*** Given records

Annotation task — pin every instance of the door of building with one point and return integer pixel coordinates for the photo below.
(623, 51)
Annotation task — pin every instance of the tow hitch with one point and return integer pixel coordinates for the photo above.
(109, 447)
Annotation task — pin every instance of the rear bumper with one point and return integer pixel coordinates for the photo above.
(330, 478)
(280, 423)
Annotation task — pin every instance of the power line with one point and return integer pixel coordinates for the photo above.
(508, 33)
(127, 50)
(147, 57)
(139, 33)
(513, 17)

******

**Task requirements**. Return the entries above verbatim. Start with the line that contains "Annotation task — pin every instance of the tow" and go on through the last line of the entries, including both.

**Response**.
Annotation task — pin every instance of the tow hitch with one point and return integer pixel coordinates for the photo above.
(109, 447)
Annotation task — pin every instance of the rear bumper with one point and return integer pixel coordinates for the photo above.
(330, 478)
(280, 423)
Annotation task — pin every instance of the power line with one point and return integer pixel coordinates for the photo above.
(508, 33)
(127, 50)
(147, 57)
(139, 33)
(513, 17)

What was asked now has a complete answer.